▶ **Text to read**:
The origin of Phantom Canyon is harder to place. It is not known who or when Phantom was given its name or what name it had before. There are several explanations but nothing beyond theories and guesswork. Debe Branning wrote this about Phantom Canyon in Grand Canyon Ghost Stories.
“There is much speculation to why the word Phantom became associated with the area. Phantom Ranch was said to be named after Phantom Creek which appears to be hidden from view like a phantom. Legends tells us that prospectors called it Phantom because of the eerie misted filled the air on cold mornings deep in the canyon. Perhaps it seems like a ghost because of the elusive oasis tucked away in the folds of Phantom fault cannot be seen from the rim. Others proclaimed is named after the ominous Phantom Rock. This formation stands about 2 miles north of the ranch along North Kaibab trail it is a rocky projection that since along the trail and resemble a dark cloaked phantom.”
It may be hard to know of sure how Phantom Canyon received it’s name but hike through its narrows during the right or wrong time it’s easy to see that Phantom is a fitting one. On cold mornings there can be a fog, or smoke drifting through the quiet canyon. During the Summer Monsoon season, hiking up the creek can turn from a relaxing swimming hole to a tragic misstep. A few minutes after stepping off trail into the water is how quickly the canyon turns into a narrow channel, and the sky into a thin blue line. It would be nearly impossible to see any sign of a storm approaching. The only warning of a flash flood in the canyon would a slow rumble like a thunder that doesn’t stop but only grows louder. Visitors caught in a flash flood within Phantom Canyon are often swept away. In July 1997 one visitor was caught in a flood and was tossed a half mile downstream before he was able to self-rescue. He escaped but others are often not as fortunate.
The person who named Phantom Canyon will probably never be known. We will never know why or for what reason Phantom was the world that came to their mind, and why that name that has stuck for over a hundred years. It is one side canyon amongst hundreds of others within the National Park. If one canyon can hold this many stories and unanswered questions, one can only imagine what other canyons can tell.

▶ **Recorded data**:

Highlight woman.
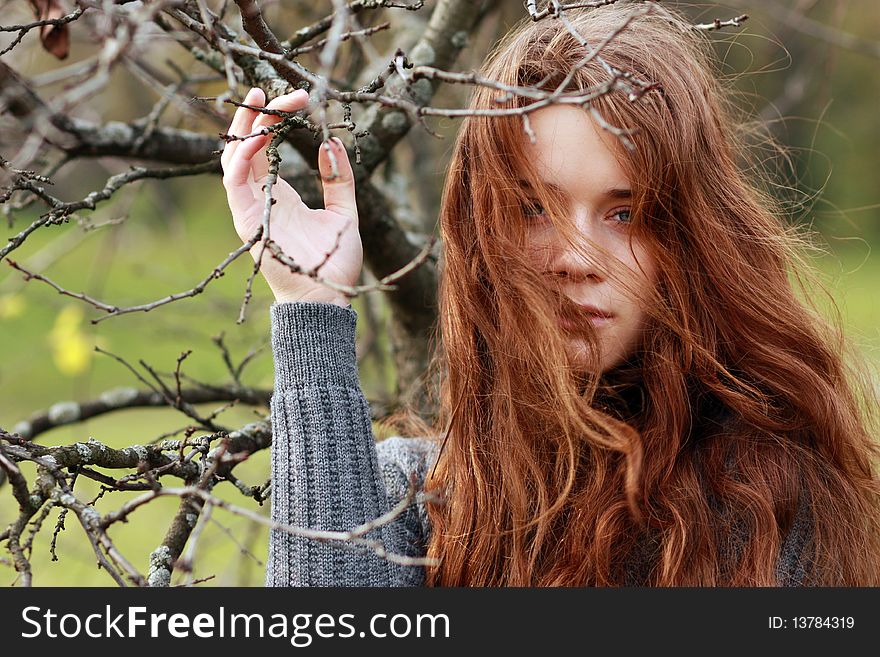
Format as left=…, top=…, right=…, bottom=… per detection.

▶ **Exercise requirements**:
**1)** From the Phantom Canyon text above, output the passage starting at "The origin of" and ending at "Canyon Ghost Stories.", copied word for word.
**2)** In the Phantom Canyon text, how far downstream was the visitor caught in the July 1997 flood carried?

▶ **Answers below**:
**1)**
The origin of Phantom Canyon is harder to place. It is not known who or when Phantom was given its name or what name it had before. There are several explanations but nothing beyond theories and guesswork. Debe Branning wrote this about Phantom Canyon in Grand Canyon Ghost Stories.

**2)** A half mile.